## To be done:
Output every entry exactly as given.

## Dataset content:
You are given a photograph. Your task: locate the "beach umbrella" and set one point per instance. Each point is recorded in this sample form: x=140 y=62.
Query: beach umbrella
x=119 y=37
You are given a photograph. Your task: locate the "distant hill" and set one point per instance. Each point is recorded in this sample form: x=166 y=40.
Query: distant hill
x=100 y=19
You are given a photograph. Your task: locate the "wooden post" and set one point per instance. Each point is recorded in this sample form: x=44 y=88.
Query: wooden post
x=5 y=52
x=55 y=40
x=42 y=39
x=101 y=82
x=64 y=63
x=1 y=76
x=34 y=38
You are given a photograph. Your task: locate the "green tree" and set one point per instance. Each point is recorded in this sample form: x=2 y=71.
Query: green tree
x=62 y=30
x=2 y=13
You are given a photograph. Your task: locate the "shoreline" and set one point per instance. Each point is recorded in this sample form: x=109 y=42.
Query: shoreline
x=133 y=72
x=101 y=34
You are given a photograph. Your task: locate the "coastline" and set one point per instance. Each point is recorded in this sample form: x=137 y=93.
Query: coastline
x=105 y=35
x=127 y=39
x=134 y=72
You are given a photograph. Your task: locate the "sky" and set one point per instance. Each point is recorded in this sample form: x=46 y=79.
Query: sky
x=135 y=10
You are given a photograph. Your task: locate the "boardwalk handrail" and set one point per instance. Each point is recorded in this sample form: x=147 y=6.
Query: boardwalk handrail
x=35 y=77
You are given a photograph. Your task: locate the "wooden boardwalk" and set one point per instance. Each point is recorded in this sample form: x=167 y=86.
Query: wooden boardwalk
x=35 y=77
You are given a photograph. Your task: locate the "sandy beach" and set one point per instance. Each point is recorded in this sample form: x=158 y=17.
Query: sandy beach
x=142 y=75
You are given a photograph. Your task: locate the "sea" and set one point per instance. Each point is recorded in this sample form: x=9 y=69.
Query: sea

## Completed exercise:
You are given a photograph. Your task: locate the "beach umbrella" and set one point per instance. Each point is recorded in this sample form: x=140 y=62.
Query: beach umbrella
x=119 y=37
You are given a photograph. Your task: locate the "distant hill" and set one point per instance. Each point is recorded in this sample form: x=166 y=40.
Query: distant hill
x=100 y=19
You are given a photograph. Your task: locate the "wooden post" and set one point per instance. Each point is recorded in this sample form: x=44 y=88.
Query: wooden post
x=5 y=52
x=55 y=40
x=42 y=39
x=101 y=82
x=64 y=63
x=1 y=76
x=34 y=38
You are given a photograph. Your task: locate the "green tree" and set one point per instance. Each point is recorded in this sample form: x=2 y=71.
Query: green tree
x=62 y=30
x=2 y=13
You are given a photograph. Your task: locate the "shoreline" and set one point per instance. Each point is recorded in this sample form: x=109 y=42.
Query: shoreline
x=133 y=72
x=101 y=34
You are given a photograph. Your task: locate the "coastline" and set one point per instance. Each point is recorded in this sample form: x=137 y=93.
Query: coastline
x=105 y=35
x=127 y=39
x=134 y=72
You are given a photograph. Your task: locate the "sky" and set one point per instance. Each point is recorded in this sample form: x=46 y=79.
Query: sky
x=135 y=10
You are given a photograph. Your task: locate the "boardwalk handrail" and set one point per instance. Each point is recorded in this sample form: x=147 y=6.
Query: boardwalk handrail
x=35 y=77
You are given a photograph. Your task: locate the "wooden boardwalk" and set one point per instance. Each point is recorded in this sample form: x=167 y=86.
Query: wooden boardwalk
x=35 y=77
You are given a photograph. Your task: locate the "sandy beach" and set one point per instance. Each point is recorded in this sample form: x=158 y=17.
Query: sandy beach
x=142 y=75
You are given a photograph. Your task: locate the "sea" and set one point per instance. Each point is recorded in this sample form: x=9 y=69.
Query: sea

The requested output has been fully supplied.